SOAL UNTUK DIKERJAKAN:
- a) Menurut teks tentang kebijakan Sri Lanka terhadap Muslim, siapa yang memimpin pemerintah Sri Lanka saat ini?
- b) Teruskan teks tentang kebijakan Sri Lanka terhadap Muslim, mulai setelah kalimat terakhirnya.

Laporan tersebut juga menyoroti pemerintah saat ini yang dipimpin oleh Presiden Gotabaya Rajapaksa sejak menjabat terus menargetkan dan mengkambinghitamkan penduduk Muslim untuk mengalihkan dari masalah ekonomi dan politik. Laporan tersebut juga mengatakan, kebijakan kremasi wajib untuk jenazah korban Covid-19 meskipun kremasi tegas dilarang dalam Islam dan kurangnya bukti ilmiah untuk mendukung klaim bahwa mengubur korban akan meningkatkan penyebaran penyakit.
"Dari undang-undang antiterorisme dan kremasi paksa hingga niqab dari madrasah, pemerintah Sri Lanka telah mengejar agenda kebijakan yang sangat diskriminatif terhadap Muslim. Kami mendesak pihak berwenang mempertimbangkan kembali usulan yang saat ini sedang dipertimbangkan, dan bagi masyarakat internasional memantau dan mengambil langkah-langkah untuk memastikan kebebasan dan perlindungan minoritas di Sri Lanka," kata Kyle Ward.

DATA MASUKAN:
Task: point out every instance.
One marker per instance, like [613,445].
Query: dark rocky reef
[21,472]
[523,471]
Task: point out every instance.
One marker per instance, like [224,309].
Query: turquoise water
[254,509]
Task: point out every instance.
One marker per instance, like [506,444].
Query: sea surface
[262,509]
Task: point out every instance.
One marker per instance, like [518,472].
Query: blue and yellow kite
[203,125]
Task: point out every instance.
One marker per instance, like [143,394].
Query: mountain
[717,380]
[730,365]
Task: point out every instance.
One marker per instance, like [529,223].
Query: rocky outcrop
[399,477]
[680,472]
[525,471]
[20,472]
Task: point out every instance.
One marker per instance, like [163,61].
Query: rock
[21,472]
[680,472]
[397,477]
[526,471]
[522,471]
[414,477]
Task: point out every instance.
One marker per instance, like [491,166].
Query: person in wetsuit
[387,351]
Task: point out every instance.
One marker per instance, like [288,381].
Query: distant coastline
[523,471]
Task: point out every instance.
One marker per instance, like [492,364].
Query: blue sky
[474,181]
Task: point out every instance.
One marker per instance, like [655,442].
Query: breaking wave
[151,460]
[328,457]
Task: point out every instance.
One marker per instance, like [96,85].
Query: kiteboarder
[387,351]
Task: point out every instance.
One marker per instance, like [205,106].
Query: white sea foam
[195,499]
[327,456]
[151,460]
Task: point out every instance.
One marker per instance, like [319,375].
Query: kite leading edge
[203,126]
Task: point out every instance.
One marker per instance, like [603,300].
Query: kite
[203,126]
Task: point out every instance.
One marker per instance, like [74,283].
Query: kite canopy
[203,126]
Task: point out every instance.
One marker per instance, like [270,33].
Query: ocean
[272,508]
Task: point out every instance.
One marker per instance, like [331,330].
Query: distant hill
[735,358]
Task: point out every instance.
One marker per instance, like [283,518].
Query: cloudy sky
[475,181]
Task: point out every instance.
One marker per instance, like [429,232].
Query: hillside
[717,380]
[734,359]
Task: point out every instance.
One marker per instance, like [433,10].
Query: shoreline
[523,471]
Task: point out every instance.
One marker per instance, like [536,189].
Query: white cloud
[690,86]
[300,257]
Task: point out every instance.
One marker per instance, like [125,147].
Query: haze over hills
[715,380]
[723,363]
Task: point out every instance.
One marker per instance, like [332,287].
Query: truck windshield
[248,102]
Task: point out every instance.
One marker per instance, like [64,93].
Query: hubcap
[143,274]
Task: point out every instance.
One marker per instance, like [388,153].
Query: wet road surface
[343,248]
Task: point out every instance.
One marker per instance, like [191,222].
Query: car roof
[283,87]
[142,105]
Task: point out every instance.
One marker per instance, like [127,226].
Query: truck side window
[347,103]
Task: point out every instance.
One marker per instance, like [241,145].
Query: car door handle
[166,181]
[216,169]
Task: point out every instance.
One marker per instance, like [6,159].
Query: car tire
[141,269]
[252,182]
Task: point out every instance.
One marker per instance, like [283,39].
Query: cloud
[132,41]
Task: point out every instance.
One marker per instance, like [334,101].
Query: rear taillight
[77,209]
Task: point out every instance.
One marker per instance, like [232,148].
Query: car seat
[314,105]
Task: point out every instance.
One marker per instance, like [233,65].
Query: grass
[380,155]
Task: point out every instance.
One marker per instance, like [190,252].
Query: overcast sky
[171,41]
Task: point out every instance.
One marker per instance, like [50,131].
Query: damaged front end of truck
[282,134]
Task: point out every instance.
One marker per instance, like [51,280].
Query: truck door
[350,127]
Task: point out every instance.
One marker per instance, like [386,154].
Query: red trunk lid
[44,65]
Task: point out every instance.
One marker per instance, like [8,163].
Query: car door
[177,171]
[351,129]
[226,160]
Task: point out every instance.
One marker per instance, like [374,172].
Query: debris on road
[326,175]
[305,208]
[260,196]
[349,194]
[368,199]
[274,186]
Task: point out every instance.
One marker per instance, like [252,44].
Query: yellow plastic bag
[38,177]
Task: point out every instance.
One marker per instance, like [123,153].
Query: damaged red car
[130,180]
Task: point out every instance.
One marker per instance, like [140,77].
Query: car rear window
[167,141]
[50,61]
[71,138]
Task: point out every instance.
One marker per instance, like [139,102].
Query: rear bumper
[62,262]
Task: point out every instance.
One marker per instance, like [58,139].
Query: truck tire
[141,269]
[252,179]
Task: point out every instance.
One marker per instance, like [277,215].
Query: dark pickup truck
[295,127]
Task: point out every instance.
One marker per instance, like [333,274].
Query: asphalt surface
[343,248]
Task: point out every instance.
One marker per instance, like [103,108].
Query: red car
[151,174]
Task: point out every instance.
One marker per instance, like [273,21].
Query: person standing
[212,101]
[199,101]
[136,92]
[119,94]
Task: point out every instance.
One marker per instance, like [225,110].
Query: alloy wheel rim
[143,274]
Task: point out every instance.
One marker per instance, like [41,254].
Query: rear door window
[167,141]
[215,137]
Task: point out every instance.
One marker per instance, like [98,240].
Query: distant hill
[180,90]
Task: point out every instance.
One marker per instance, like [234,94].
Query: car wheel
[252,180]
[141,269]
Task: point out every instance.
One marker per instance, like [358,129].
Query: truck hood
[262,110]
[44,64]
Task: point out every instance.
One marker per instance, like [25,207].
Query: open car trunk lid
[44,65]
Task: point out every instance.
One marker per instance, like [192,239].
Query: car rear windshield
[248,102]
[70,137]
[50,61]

JAWABAN:
- a) Presiden Gotabaya Rajapaksa.

- b)
Laporan tersebut juga mendokumentasikan beberapa kasus di mana undang-undang ini telah disalahgunakan untuk menargetkan individu, termasuk Hejaaz Hizbullah, seorang pengacara dan aktivis yang telah ditahan lebih dari 15 bulan dan Ahnaf Jazeem, seorang penyair dan guru yang ditangkap pada 16 Mei 2020 menyusul klaim yang tidak berdasar tentang puisi berbahasa Tamilnya. Amnesty International menghubungi pihak berwenang Sri Lanka tetapi belum menerima tanggapan.